**Stated problem 1:** In the thread about turning a basement into a garage, why does mdshunk call the cost of the retrofit a small price to pay?
**Stated problem 2:** Using the thread about turning a basement into a garage, decide whether each statement agrees with it, and answer yes or no with the deciding words quoted: (a) mdshunk's estimate of 6-9K includes the earthwork. (b) The man door from the garage to the rest of the basement should be fire rated for at least 20 minutes. (c) Before seeing the house, pls2pgh believed every basement garage had been built that way from the start.
**Stated problem 3:** Duplicate the passage of the basement garage thread that begins at the words "## mdshunk (Dec" and stops after "time it snows.".

## start Supplied passage

# Turn a basement into a garage



## pls2pgh (Oct 3, 2006)

I saw the craziest thing while driving through my hometown of Pittsburgh the other day. There was this house that is up on a bit of a slope (maybe 10 steps up to the front door. They had dug up about half of the front yard to build a sloping driveway into a basement one-car garage! 

Now Pittsburgh being hilly, sloping driveways into basement garages are pretty common. 

But I had no idea you could retrofit one. I thought they were all built that way.

Any idea how much (very roughly) something like that would cost? Like $15K, $50K, $100K? Perhaps more importantly, would it be a good idea?


----------



## mdshunk (Dec 4, 2005)

There's no reason in the world why you can't retrofit one. You'd need to fire code the room with 5/8" drywall, put on a 20 minute or better fire rated man door from the garage to the rest of the basement, and install a header over the overhead door. No counting earthwork, I think 6-9K will get you that garage if there are no special troubles. A small price to pay for people who have been parking on the street their entire lives, and have had to shovel out their parking space every time it snows.


----------



## AtlanticWBConst. (May 12, 2006)

## end Supplied passage
## start Listed records

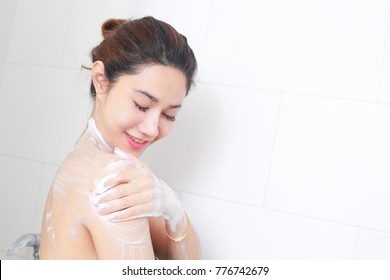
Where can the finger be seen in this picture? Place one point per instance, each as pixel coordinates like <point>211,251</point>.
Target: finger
<point>137,163</point>
<point>138,211</point>
<point>119,191</point>
<point>123,176</point>
<point>125,202</point>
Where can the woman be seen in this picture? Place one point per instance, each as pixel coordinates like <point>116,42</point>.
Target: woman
<point>104,202</point>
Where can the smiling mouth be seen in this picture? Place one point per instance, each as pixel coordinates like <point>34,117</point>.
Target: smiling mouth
<point>137,140</point>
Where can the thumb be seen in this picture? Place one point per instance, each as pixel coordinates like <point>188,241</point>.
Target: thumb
<point>133,159</point>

## end Listed records

**Problem solution 1:** mdshunk says it is a small price for people who have parked on the street their entire lives and have had to shovel out their parking space every time it snows.

**Problem solution 2:**
(a) No: "No counting earthwork, I think 6-9K will get you that garage if there are no special troubles."
(b) Yes: "put on a 20 minute or better fire rated man door from the garage to the rest of the basement"
(c) Yes: "I thought they were all built that way."

**Problem solution 3:**
## mdshunk (Dec 4, 2005)

There's no reason in the world why you can't retrofit one. You'd need to fire code the room with 5/8" drywall, put on a 20 minute or better fire rated man door from the garage to the rest of the basement, and install a header over the overhead door. No counting earthwork, I think 6-9K will get you that garage if there are no special troubles. A small price to pay for people who have been parking on the street their entire lives, and have had to shovel out their parking space every time it snows.